---------- TEXTO PARA REVISAR

B.
A. Ramsbottom
Hace varios años,
noté en cierta ocasión algo muy extraño mientras estaba sentado frente a la
congregación. ¡El reloj de la capilla andaba al revés! El culto comenzó a las
siete, pero para cuando terminamos de cantar el primer himno, el reloj marcaba
las siete menos cinco minutos. Y al finalizar la lectura bíblica eran las siete
menos quince minutos. Al principio pensé que mis ojos me engañaban, y hasta bajé
de la plataforma para averiguar a qué se debía este raro suceso.
Ese reloj había ido marcando las horas en una sola dirección
día tras día, semana tras semana, año tras año. Pero ahora, de pronto, comenzó
a andar en dirección contraria. Esto me hizo pensar. Eso es lo que vemos
ocurrir en la vida de hombres, mujeres y niños: UN CAMBIO COMPLETO. Podemos leer
en la Biblia acerca de estos cambios, como el de Manasés y María Magdalena,
quienes habían sido tremendamente malvados y cambiaron totalmente.

--------------------
---------- ENTRADAS PROPORCIONADAS

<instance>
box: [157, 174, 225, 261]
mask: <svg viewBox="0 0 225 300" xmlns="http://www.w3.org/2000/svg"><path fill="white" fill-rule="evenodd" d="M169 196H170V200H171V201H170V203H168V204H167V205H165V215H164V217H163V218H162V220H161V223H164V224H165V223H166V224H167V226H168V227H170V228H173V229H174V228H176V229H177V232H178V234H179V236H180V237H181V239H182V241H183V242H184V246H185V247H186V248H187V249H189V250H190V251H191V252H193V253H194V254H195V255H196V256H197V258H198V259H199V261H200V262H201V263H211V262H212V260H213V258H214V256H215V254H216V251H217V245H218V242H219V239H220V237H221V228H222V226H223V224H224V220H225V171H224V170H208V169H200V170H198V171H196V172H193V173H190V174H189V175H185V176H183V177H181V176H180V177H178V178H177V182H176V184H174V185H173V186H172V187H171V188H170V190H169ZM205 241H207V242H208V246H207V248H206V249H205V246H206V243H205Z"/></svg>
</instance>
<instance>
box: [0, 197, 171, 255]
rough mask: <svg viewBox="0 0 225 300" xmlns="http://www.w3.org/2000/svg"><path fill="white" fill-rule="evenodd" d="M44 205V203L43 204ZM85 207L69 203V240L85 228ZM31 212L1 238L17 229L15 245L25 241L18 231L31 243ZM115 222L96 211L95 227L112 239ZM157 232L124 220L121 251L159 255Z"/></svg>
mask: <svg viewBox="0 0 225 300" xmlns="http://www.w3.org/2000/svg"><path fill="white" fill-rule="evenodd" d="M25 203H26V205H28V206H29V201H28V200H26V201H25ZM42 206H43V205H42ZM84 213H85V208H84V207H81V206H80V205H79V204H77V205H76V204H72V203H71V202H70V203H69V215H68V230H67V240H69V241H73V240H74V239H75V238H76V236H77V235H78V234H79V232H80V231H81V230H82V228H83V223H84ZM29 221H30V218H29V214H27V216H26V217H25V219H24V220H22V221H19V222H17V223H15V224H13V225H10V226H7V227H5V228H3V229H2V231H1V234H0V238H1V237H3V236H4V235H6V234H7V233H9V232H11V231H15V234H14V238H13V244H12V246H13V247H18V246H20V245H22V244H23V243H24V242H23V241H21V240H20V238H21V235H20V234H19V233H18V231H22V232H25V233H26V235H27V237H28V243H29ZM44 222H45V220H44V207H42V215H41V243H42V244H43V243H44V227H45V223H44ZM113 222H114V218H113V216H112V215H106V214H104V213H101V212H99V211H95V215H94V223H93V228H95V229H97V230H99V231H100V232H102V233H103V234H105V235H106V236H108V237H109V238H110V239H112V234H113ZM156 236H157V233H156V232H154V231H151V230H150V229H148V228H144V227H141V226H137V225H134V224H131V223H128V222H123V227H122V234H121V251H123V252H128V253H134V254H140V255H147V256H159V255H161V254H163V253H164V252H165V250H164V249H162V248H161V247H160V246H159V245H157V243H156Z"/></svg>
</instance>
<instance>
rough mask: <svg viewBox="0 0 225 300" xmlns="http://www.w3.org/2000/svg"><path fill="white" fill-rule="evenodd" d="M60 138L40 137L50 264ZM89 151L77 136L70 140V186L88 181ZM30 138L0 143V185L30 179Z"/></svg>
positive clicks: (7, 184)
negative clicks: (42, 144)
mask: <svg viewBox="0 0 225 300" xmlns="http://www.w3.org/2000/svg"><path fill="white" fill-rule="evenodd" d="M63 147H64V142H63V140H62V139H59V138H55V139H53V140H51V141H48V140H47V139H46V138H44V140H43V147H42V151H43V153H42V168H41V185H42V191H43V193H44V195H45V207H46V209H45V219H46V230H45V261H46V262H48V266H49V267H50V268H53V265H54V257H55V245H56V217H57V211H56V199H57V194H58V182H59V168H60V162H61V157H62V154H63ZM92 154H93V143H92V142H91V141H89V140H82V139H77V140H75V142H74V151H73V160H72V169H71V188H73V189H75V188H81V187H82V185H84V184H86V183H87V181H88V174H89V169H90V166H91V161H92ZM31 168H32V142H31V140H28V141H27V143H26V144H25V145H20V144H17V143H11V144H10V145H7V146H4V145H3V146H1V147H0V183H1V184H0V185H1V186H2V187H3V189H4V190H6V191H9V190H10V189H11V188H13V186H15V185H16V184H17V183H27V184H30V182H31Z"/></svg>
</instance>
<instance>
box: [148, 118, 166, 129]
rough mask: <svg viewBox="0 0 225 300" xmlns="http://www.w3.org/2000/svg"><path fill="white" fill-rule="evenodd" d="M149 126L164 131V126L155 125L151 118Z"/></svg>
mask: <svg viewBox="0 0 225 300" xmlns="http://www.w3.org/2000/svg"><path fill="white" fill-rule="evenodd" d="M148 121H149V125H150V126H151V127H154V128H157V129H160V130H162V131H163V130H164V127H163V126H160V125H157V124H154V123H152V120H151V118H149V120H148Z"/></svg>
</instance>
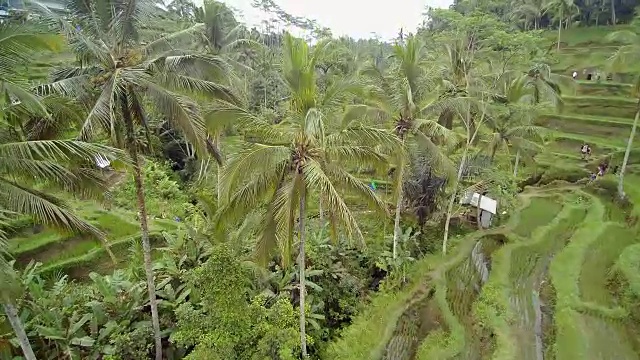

--------------------

TAREAS A REALIZAR.
1: Enumera todas las horas que aparecen en el texto sobre el reloj de la capilla.
2: Selecciona cada línea de las entradas que contenga la palabra "rough", distinguiendo entre mayúsculas y minúsculas.

RESPUESTAS NUMERADAS.
1:
- Las siete
- Las siete menos cinco minutos
- Las siete menos quince minutos

2:
rough mask: <svg viewBox="0 0 225 300" xmlns="http://www.w3.org/2000/svg"><path fill="white" fill-rule="evenodd" d="M44 205V203L43 204ZM85 207L69 203V240L85 228ZM31 212L1 238L17 229L15 245L25 241L18 231L31 243ZM115 222L96 211L95 227L112 239ZM157 232L124 220L121 251L159 255Z"/></svg>
rough mask: <svg viewBox="0 0 225 300" xmlns="http://www.w3.org/2000/svg"><path fill="white" fill-rule="evenodd" d="M60 138L40 137L50 264ZM89 151L77 136L70 140V186L88 181ZM30 138L0 143V185L30 179Z"/></svg>
rough mask: <svg viewBox="0 0 225 300" xmlns="http://www.w3.org/2000/svg"><path fill="white" fill-rule="evenodd" d="M149 126L164 131V126L155 125L151 118Z"/></svg>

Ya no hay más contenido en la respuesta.